§ YOUR GOAL: Whatever appears in the listing, return all of it exactly.

§ INPUT:
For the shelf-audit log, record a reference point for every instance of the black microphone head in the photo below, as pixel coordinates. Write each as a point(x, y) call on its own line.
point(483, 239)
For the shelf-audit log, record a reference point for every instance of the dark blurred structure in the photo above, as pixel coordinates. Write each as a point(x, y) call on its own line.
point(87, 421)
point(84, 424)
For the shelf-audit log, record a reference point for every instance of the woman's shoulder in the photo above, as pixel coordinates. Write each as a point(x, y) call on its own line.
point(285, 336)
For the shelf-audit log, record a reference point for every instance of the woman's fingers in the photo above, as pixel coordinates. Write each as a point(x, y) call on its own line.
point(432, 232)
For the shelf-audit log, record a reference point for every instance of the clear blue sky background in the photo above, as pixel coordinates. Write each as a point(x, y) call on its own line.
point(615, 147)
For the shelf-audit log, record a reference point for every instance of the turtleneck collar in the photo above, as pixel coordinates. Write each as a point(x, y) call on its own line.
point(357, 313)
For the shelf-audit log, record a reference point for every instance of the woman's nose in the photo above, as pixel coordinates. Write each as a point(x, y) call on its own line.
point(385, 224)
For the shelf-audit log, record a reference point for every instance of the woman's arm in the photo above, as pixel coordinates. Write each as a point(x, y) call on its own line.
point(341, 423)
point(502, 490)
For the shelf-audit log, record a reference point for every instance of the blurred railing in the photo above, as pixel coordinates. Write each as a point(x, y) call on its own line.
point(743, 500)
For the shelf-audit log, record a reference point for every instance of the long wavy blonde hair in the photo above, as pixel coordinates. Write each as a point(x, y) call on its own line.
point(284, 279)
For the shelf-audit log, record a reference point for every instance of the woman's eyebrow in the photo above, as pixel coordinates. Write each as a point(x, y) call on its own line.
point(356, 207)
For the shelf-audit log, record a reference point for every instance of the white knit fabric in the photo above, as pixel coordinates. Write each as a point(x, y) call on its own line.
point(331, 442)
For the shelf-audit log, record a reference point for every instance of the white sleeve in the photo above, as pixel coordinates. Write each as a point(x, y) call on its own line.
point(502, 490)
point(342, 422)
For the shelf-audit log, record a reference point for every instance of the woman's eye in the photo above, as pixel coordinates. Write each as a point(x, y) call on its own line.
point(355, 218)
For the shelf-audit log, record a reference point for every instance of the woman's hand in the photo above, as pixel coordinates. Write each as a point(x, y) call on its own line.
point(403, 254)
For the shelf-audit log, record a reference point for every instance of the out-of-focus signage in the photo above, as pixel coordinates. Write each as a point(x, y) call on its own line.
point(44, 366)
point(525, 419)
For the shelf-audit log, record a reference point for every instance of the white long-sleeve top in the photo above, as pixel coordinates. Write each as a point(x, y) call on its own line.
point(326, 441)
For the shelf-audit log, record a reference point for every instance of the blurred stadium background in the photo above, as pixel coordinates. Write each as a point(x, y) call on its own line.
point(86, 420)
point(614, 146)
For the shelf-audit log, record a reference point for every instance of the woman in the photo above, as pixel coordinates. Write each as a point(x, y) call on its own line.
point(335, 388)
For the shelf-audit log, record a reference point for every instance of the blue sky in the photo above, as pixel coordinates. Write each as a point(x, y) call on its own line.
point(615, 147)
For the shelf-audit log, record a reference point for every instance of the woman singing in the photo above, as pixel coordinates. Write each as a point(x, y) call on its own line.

§ YOUR RESPONSE:
For the shelf-audit log, record a reference point for every instance of the black microphone head in the photo below, as pixel coordinates. Write each as a point(x, y) call on its own line.
point(483, 239)
For the shelf-audit log, record a reference point for every instance of the dark blurred structure in the photo above, as pixel coordinates. Write each as a point(x, y) call on its own line.
point(87, 421)
point(84, 424)
For the shelf-audit log, record a reference point for every instance of the woman's shoulder in the photo above, as pixel coordinates. Write each as a point(x, y) call on its own line.
point(285, 336)
For the shelf-audit log, record a reference point for every instance of the woman's fingers in the photo above, as pixel coordinates. Write each as a point(x, y) call on its own line.
point(432, 232)
For the shelf-audit log, record a reference point for every instance of the clear blue sky background in the photo above, as pixel coordinates. Write each as a point(x, y) call on its own line.
point(615, 147)
For the shelf-audit log, record a reference point for every instance of the turtleneck collar in the photo above, as pixel coordinates. Write each as a point(x, y) call on its own line.
point(357, 313)
For the shelf-audit log, record a reference point for every instance of the woman's nose in the photo above, as pixel coordinates. Write each as a point(x, y) call on its own line.
point(385, 224)
For the shelf-audit log, record a reference point for every instance of the woman's arm in the photo above, as pixel coordinates. Write each as a point(x, y) call on its own line.
point(341, 423)
point(502, 490)
For the shelf-audit log, record a reference point for every instance of the blurred railing in the photo above, as pixel coordinates. Write each as a point(x, y) call on its own line.
point(743, 500)
For the shelf-audit log, record a reference point for every instance of the long wavy blonde hair in the photo above, as pixel coordinates. Write each as a point(x, y) call on its own line.
point(284, 279)
For the shelf-audit log, record a reference point for every instance of the woman's eyebrow in the photo above, as pixel coordinates. Write each as a point(x, y) call on its own line.
point(356, 207)
For the shelf-audit log, record a reference point for every instance of the white knit fabric in the photo above, as pixel coordinates. Write each as a point(x, y) call on its own line.
point(331, 442)
For the shelf-audit log, record a reference point for every instance of the white sleeve in the photo above, as pixel coordinates. Write each as a point(x, y) call on its own line.
point(502, 490)
point(342, 422)
For the shelf-audit log, record a reference point for every instance of the woman's eye in the photo above, as pixel coordinates. Write each as a point(x, y) call on its own line.
point(355, 218)
For the shelf-audit log, record a reference point for every instance of the woman's hand in the photo above, as pixel coordinates. Write each as a point(x, y) call on its own line.
point(403, 254)
For the shelf-audit log, record a reference point for every instance of the out-of-focus signage in the photo above, as pixel coordinates. Write each as a point(x, y) call on its own line.
point(44, 366)
point(525, 419)
For the shelf-audit log, record a reference point for every instance of the white long-sleeve top in the photo above, as pixel coordinates. Write each as a point(x, y) call on its own line.
point(326, 441)
For the shelf-audit log, record a reference point for every instance of the blurred stadium background in the photo above, as pixel coordinates. Write each as a point(x, y) call on its own line.
point(86, 420)
point(614, 146)
For the shelf-audit log, record a reference point for every instance of the woman in the photo above, as pixel coordinates. Write each as a point(x, y) call on its own line.
point(335, 388)
For the shelf-audit log, record a reference point for every instance of the blue sky in the photo above, as pixel coordinates. Write each as a point(x, y) call on its own line.
point(615, 147)
For the shelf-audit log, record a reference point for every instance of the woman singing in the photo above, as pixel coordinates. Write each as a point(x, y) call on its own line.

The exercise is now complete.